■ **To-do list**:
a) In the text about goals for 2016, how many pounds has the writer gained since quitting smoking?
b) Reproduce word for word the part of the text about goals for 2016 that opens with the words containing "Hopefully, the Serenity" and closes with "guys to read.".

It’s been nearly five months since I smoked. I’ve gone from a pack a day smoker to not being able to tolerate the smell. (Seriously, I’ve quickly become an obnoxious former smoker who gets all indignant when someone smokes around me). But in the process of not smoking, the fat kid in me has emerged and I’ve put on 12 pounds. This sucks, especially since I had about 50 to lose already, according to my nutritionist. SO…2016 has started with me kicking the Dr. P’s to the curb and replacing them with crushed ice and water. Four days in and no weight loss yet, but Shaun T and his evilness is due to arrive in my mailbox this week. If I don’t die from exertion, I’m positive that at least I can be rid of the extra pounds
2. Do at least one thing I’ve never done before.
My husband got this hopeful, excited look on his face when I said this to him and I knew his boy mind had gone somewhere naughty. A quick “Not that, perv” took the grin off his face, but I really would like to try something new. Maybe scuba diving or hiking further in the Tennessee mountains than I did two years ago, maybe I’ll muster up the lady balls to finally ride a roller coaster…who knows? But I’m definitely down for suggestions. Note: I so do NOT do heights. No. Not at all.
3. Finish two of my series.
Hopefully, the Serenity series and the Thin Love series will wrap up by April. Then I’m on to bigger adventures that I cannot wait for you guys to read.
4. Do away with ALL negativity in my life.

■ **Rows**:
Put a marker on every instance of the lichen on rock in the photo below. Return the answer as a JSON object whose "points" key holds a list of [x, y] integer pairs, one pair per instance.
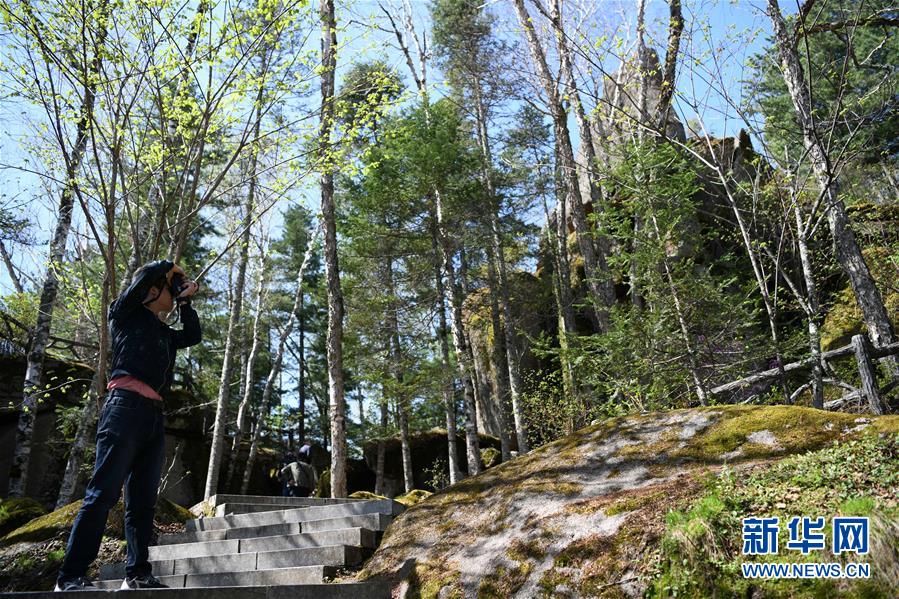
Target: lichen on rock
{"points": [[584, 516]]}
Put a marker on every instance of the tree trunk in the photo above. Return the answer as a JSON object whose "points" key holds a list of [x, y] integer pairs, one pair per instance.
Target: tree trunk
{"points": [[846, 247], [472, 443], [403, 420], [337, 401], [10, 268], [449, 400], [85, 435], [605, 286], [34, 370], [301, 433], [509, 355], [380, 487], [562, 283], [498, 361], [593, 268], [277, 361], [812, 309], [231, 340], [699, 386], [397, 367], [247, 387]]}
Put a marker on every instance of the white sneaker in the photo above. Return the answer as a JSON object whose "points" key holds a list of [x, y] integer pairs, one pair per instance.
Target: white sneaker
{"points": [[78, 584], [142, 582]]}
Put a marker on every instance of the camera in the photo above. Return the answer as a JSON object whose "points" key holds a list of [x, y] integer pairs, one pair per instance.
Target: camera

■ **Results**:
a) 12 pounds

b)
Hopefully, the Serenity series and the Thin Love series will wrap up by April. Then I’m on to bigger adventures that I cannot wait for you guys to read.